**Dokumen sumber:**
▶

Saya yang berdiri di samping Menneg Ristek berbisik untuk menggunakan kesempatan tersebut memberi penjelasan rinci, yang ditanggapinya bahwa yang hadir saat itu tahu bahwa air tidak mungkin digunakan sebagai bahan bakar. Saya meyakini bahwa semua yang mempelajari konversi energi setuju dengan pendapat Menneg Ristek. Namun, mungkin karena pendapat tersebut tidak disuarakan, setahun kemudian kalangan yang meyakini keberadaan bahan bakar air ternyata semakin berkembang.
Kita perlu memberi apresiasi terhadap usaha pengembangan energi alternatif, tetapi rasionalitasnya harus ditegakkan agar tidak merugikan orang yang terlibat pengembangan atau masyarakat secara umum.
Berita lengkap ada di KOMPAS hari ini.
Jika kemarin adalah pakar dari UGM, maka secara resmi hari ini pakar dari ITB juga telah menyuarakan kebenaran tersebut.
Keberanian menyuarakan kebenaran, seperti yang diungkapkan oleh dua institusi tersebut memang tidak gampang. Perlu keberanian dan kompetensi, serta tentu saja keyakinan bahwa hal tersebut adalah benar atau salah. Itulah yang disebut HIKMAT.
Kalau begitu pak Wir punya hikmat ya ?
Eh, koq begitu tanyanya. Wah itu terlalu pede kalau bisa menjawab ya, bahkan raja Solomo, raja terbesar yang dinyatakan Alkitab memintanya itu dari Allah (1 Raja. 3:3-15 dan 2 Tawarikh 1:10-12). Jadi pada prinsipnya aku pasti juga berdoa untuk meminta hal tersebut. Apakah itu sudah ada atau belum, wah aku sendiri nggak tahu. Lihat aja dari buahnya. Moga-moga sedikit sudah ada.
Lho pak Wir ini nggak ilmiah, koq menghubungkan ke agama ?
Itulah manusia, pikirannya meloncat-loncat kesana-kemari. Itu khan mau cari alasan bahwa ada sesuatu yang kita sendiri kadang-kadang tidak tahu mau kemana.
Kalau pak Wir nggak tahu mau kemana, kenapa nulis threat ini.
Pertanyaannya tajam, tetapi bagus juga. Intinya khan pertanyaan anda begini. Bagaimana saya bisa yakin bahwa pernyataan UGM dan ITB tadi dapat saya setujui dan menganggapnya sebagai kebenaran ilmiah. Gitu khan.

◀

**Cuplikan data:**
▶

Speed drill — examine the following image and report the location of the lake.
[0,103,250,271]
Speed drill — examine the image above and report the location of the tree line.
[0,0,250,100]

◀

**Tugas singkat 1:** Kutip bagian dokumen sumber yang dimulai dengan "Lho pak Wir" dan berlanjut sampai "tahu mau kemana.", tanpa mengubah satu kata pun.
**Tugas singkat 2:** Menurut dokumen sumber, pakar dari dua institusi mana yang telah menyuarakan kebenaran tentang bahan bakar air?
Materi tersebut merupakan bahan tersendiri yang terpisah dari dokumen sumber.

**Jawaban tugas 1:**
Lho pak Wir ini nggak ilmiah, koq menghubungkan ke agama ?
Itulah manusia, pikirannya meloncat-loncat kesana-kemari. Itu khan mau cari alasan bahwa ada sesuatu yang kita sendiri kadang-kadang tidak tahu mau kemana.

**Jawaban tugas 2:** Pakar dari UGM dan ITB.